Dataset records:

[Start of section]

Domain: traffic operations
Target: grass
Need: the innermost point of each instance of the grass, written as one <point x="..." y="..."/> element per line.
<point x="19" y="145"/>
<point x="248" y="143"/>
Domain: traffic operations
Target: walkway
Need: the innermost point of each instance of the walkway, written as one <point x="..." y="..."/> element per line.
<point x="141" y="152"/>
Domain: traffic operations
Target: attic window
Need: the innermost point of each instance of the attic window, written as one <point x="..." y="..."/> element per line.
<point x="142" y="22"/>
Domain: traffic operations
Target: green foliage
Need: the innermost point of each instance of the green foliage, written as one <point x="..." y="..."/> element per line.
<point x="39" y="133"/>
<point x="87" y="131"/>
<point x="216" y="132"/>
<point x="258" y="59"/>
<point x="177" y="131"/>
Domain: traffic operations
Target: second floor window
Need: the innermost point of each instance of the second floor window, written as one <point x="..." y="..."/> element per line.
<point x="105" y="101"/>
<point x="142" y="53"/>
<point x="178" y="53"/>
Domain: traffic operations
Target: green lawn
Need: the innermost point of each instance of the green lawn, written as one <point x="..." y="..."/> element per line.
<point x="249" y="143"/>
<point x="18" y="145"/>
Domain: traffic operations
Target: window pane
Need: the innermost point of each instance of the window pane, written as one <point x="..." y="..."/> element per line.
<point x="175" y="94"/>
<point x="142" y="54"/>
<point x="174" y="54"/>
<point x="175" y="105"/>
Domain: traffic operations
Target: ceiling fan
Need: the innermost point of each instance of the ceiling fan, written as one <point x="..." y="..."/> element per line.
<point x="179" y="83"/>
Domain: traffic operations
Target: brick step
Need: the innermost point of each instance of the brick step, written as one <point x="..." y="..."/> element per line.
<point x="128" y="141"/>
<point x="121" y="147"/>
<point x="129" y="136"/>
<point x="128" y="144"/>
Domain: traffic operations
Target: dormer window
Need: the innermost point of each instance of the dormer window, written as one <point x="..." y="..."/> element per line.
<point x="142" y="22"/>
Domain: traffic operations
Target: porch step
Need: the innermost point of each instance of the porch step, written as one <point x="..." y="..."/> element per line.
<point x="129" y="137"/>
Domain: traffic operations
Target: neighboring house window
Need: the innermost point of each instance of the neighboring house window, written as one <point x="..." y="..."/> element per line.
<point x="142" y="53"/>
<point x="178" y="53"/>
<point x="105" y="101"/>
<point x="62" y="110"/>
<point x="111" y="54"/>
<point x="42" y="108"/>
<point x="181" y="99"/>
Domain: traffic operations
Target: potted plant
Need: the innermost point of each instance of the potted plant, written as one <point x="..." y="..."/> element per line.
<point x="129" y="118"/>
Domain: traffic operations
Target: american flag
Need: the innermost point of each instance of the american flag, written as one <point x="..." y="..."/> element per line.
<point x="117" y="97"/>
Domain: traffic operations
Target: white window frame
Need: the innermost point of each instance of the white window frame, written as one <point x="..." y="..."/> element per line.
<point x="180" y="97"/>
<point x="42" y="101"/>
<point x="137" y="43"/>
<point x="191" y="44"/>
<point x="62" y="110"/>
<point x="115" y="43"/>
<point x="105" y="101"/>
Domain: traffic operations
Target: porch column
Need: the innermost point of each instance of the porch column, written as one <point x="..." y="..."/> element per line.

[End of section]
[Start of section]

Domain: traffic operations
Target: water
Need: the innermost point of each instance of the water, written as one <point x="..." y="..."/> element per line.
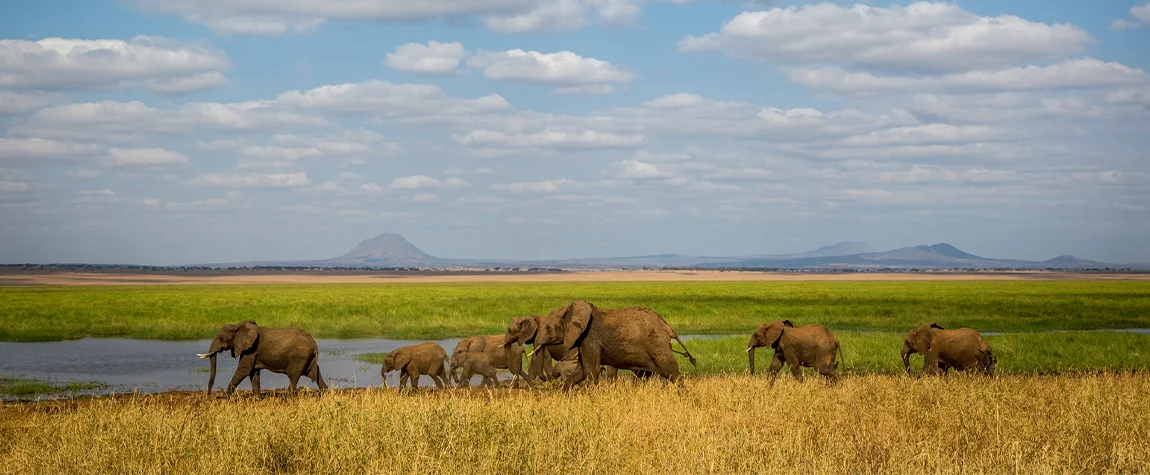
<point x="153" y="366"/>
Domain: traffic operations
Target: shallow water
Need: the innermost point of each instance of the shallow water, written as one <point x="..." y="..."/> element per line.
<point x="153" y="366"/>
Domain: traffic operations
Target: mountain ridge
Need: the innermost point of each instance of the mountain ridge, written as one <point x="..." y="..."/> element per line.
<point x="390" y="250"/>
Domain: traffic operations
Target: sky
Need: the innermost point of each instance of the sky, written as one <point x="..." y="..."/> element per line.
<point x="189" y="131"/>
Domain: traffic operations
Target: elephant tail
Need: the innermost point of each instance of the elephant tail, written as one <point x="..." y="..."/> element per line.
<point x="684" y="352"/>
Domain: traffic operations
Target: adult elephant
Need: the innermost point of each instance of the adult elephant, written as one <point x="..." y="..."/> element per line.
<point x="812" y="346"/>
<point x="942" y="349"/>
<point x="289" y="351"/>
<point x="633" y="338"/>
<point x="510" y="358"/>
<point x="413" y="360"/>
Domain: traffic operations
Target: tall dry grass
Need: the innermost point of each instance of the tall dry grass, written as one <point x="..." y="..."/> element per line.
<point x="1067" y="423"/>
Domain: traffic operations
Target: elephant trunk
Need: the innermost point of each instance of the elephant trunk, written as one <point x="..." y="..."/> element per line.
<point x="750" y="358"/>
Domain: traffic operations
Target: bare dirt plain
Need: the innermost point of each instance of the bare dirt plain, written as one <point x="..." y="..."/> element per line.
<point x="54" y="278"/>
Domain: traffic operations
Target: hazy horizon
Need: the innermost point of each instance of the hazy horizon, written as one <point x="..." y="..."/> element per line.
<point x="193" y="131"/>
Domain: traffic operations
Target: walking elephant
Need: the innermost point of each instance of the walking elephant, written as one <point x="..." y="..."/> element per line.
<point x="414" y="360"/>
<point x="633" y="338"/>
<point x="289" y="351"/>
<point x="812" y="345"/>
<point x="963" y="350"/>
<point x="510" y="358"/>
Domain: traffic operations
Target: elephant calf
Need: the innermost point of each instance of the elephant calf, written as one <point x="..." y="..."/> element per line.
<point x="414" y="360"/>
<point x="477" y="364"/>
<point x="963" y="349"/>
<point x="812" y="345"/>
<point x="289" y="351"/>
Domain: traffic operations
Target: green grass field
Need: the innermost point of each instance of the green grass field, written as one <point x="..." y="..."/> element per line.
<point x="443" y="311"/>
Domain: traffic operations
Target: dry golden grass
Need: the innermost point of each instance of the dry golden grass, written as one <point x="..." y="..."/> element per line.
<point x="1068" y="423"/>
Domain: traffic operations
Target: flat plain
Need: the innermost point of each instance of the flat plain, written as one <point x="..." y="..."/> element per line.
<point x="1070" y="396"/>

[End of section]
[Start of section]

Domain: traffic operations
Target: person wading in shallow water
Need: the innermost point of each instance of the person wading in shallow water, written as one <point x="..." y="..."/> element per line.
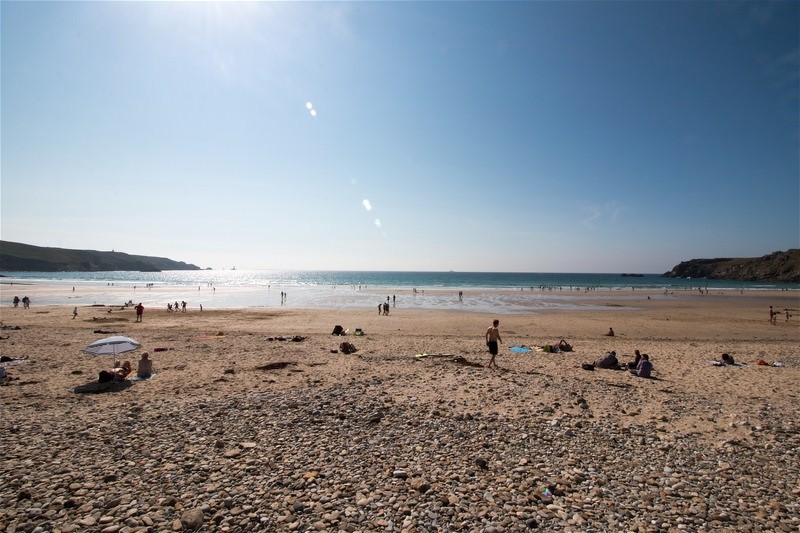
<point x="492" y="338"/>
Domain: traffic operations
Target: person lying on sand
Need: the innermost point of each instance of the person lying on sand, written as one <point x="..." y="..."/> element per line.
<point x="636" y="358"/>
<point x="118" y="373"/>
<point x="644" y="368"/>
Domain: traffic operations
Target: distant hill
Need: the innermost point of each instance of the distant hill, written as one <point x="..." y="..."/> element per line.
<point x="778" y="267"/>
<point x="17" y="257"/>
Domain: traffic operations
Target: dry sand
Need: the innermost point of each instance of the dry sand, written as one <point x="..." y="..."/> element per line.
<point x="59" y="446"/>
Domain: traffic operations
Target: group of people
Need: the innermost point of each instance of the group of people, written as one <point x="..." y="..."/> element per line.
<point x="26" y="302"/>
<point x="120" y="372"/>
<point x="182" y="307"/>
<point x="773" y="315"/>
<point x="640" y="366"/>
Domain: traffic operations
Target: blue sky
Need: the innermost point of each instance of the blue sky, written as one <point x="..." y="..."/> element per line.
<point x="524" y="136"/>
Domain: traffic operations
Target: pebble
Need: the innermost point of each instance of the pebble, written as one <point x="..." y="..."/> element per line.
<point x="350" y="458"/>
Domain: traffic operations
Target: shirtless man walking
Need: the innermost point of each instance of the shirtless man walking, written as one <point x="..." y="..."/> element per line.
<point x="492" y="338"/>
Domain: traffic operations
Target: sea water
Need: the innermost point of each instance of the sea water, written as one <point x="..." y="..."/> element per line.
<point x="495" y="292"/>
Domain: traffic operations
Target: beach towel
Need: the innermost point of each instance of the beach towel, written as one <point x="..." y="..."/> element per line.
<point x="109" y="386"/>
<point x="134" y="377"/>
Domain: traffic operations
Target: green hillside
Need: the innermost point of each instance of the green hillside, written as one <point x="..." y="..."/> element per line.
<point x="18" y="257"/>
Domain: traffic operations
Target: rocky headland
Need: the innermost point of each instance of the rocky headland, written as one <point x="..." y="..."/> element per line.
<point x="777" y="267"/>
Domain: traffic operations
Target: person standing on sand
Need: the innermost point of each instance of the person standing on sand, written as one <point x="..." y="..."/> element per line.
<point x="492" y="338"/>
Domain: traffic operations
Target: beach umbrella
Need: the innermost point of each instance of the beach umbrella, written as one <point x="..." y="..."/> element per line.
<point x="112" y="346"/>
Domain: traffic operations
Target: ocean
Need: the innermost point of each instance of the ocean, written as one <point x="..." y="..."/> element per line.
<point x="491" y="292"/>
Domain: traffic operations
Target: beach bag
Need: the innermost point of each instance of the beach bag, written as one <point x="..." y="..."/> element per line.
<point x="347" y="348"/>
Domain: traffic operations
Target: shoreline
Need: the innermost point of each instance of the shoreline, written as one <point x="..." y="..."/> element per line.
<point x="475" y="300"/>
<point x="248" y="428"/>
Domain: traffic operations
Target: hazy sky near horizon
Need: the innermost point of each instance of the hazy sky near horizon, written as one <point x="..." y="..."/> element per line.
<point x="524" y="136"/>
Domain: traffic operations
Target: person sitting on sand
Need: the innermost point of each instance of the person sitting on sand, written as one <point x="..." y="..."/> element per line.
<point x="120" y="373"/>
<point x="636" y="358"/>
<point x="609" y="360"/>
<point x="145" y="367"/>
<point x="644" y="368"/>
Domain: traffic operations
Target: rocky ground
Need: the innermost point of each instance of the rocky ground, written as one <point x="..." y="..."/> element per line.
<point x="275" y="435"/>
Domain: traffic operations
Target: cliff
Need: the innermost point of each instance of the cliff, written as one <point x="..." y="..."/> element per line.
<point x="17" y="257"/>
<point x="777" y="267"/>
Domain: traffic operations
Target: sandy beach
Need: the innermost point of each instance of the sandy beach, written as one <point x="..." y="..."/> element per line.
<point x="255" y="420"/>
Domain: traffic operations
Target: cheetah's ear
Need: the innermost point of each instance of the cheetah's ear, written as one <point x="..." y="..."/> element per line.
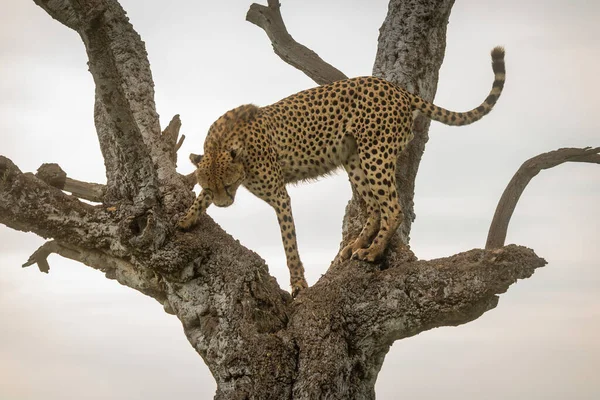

[End of section]

■ WHAT THE TASK ASKS ■
Reply with only the number of lines in the entries that hold the word "column".

■ RESPONSE ■
2